[Stored records]
********
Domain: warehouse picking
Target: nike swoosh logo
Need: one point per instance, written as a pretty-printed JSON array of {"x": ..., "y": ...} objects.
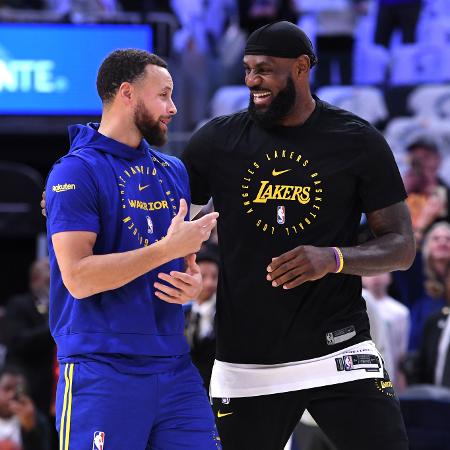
[
  {"x": 275, "y": 173},
  {"x": 219, "y": 414}
]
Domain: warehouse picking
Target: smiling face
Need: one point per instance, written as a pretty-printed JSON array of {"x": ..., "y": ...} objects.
[
  {"x": 154, "y": 106},
  {"x": 273, "y": 93}
]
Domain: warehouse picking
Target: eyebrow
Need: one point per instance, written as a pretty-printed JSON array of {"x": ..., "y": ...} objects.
[{"x": 259, "y": 65}]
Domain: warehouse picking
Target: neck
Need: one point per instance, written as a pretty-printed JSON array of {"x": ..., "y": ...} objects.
[
  {"x": 120, "y": 128},
  {"x": 303, "y": 108}
]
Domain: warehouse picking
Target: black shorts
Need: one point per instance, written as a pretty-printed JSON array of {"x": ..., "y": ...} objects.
[{"x": 358, "y": 415}]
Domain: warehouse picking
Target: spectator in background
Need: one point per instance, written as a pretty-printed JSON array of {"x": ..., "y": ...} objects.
[
  {"x": 22, "y": 427},
  {"x": 202, "y": 25},
  {"x": 397, "y": 323},
  {"x": 435, "y": 259},
  {"x": 200, "y": 330},
  {"x": 428, "y": 195},
  {"x": 395, "y": 15},
  {"x": 23, "y": 4},
  {"x": 31, "y": 346},
  {"x": 83, "y": 10},
  {"x": 433, "y": 364}
]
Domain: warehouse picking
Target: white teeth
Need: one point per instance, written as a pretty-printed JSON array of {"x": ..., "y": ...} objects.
********
OBJECTIVE: Render every line of the items above as a Markdown table with the columns "Row" and "Line," numbering the rows and skipping blank lines. Leave the pictures out of the table.

FINISHED ANSWER:
| Row | Line |
|---|---|
| 1 | Domain: warehouse picking |
| 2 | Target: nike swoosh logo |
| 3 | Need: one point per instance, written as a pretty-printed JSON array of {"x": ..., "y": ...} objects. |
| 4 | [ |
| 5 |   {"x": 275, "y": 173}, |
| 6 |   {"x": 219, "y": 414} |
| 7 | ] |
| 8 | Domain: warehouse picking |
| 9 | Target: smiling face |
| 10 | Need: one point per instance, written as a pretty-printed JSON array of {"x": ..., "y": ...} objects. |
| 11 | [ |
| 12 |   {"x": 154, "y": 106}, |
| 13 |   {"x": 273, "y": 93} |
| 14 | ] |
| 15 | Domain: warehouse picking |
| 16 | Target: eyebrow |
| 17 | Need: one point per instance, written as a pretty-printed JSON array of {"x": ..., "y": ...} objects. |
| 18 | [{"x": 259, "y": 65}] |
| 19 | Domain: warehouse picking |
| 20 | Target: neck |
| 21 | Need: one point per instance, written as a pretty-printed JSON array of {"x": ..., "y": ...} objects. |
| 22 | [ |
| 23 |   {"x": 120, "y": 128}, |
| 24 |   {"x": 303, "y": 108} |
| 25 | ] |
| 26 | Domain: warehouse picking |
| 27 | Target: black shorts |
| 28 | Need: one point per instance, written as a pretty-printed JSON array of {"x": ..., "y": ...} objects. |
| 29 | [{"x": 358, "y": 415}] |
| 30 | Domain: warehouse picking |
| 31 | Target: spectator in background |
| 32 | Need: one point per instance, written as a pretty-printed JSON array of {"x": ..., "y": ...} objects. |
| 33 | [ |
| 34 |   {"x": 22, "y": 427}, |
| 35 |   {"x": 202, "y": 25}, |
| 36 |   {"x": 397, "y": 323}, |
| 37 |   {"x": 435, "y": 259}, |
| 38 |   {"x": 200, "y": 330}, |
| 39 |   {"x": 428, "y": 195}, |
| 40 |   {"x": 395, "y": 15}, |
| 41 |   {"x": 23, "y": 4}, |
| 42 |   {"x": 31, "y": 346}, |
| 43 |   {"x": 83, "y": 10}, |
| 44 |   {"x": 433, "y": 364} |
| 45 | ] |
| 46 | Domain: warehouse picking |
| 47 | Target: white teeth |
| 48 | Need: one point per instance, written as a pretty-printed JSON array of {"x": ..., "y": ...} objects. |